• Given task
Copy out the entire listing below line for line, leaving out any pictures.

########################################

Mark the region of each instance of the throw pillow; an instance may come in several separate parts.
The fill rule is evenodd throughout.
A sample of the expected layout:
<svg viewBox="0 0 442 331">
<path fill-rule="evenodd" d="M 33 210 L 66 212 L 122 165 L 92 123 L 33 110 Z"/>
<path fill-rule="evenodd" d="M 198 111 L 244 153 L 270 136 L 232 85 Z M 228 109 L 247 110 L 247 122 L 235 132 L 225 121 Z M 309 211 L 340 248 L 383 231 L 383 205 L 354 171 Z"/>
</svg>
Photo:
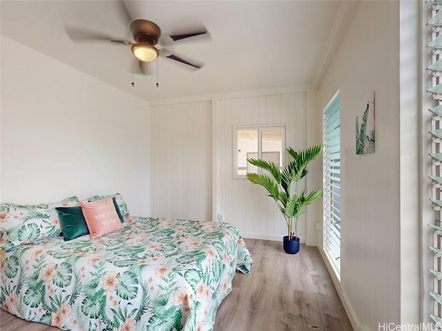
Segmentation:
<svg viewBox="0 0 442 331">
<path fill-rule="evenodd" d="M 56 207 L 55 210 L 60 219 L 65 241 L 75 239 L 89 233 L 81 207 Z"/>
<path fill-rule="evenodd" d="M 123 228 L 111 198 L 80 201 L 80 205 L 93 239 Z"/>
</svg>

########################################

• Answer for the task
Mark the region of each instance of the throw pillow; an instance may come in several separate parts.
The fill rule is evenodd throughout.
A sample of the expected layout:
<svg viewBox="0 0 442 331">
<path fill-rule="evenodd" d="M 33 210 L 66 212 L 122 165 L 92 123 L 33 110 Z"/>
<path fill-rule="evenodd" d="M 198 111 L 244 153 L 270 136 L 232 85 Z M 228 109 L 247 110 L 247 122 L 235 132 L 225 121 Z M 309 211 L 340 248 L 383 231 L 383 205 L 354 171 Z"/>
</svg>
Photo:
Segmentation:
<svg viewBox="0 0 442 331">
<path fill-rule="evenodd" d="M 56 207 L 55 210 L 60 219 L 65 241 L 75 239 L 89 233 L 81 207 Z"/>
<path fill-rule="evenodd" d="M 123 228 L 111 198 L 80 201 L 80 205 L 93 239 Z"/>
</svg>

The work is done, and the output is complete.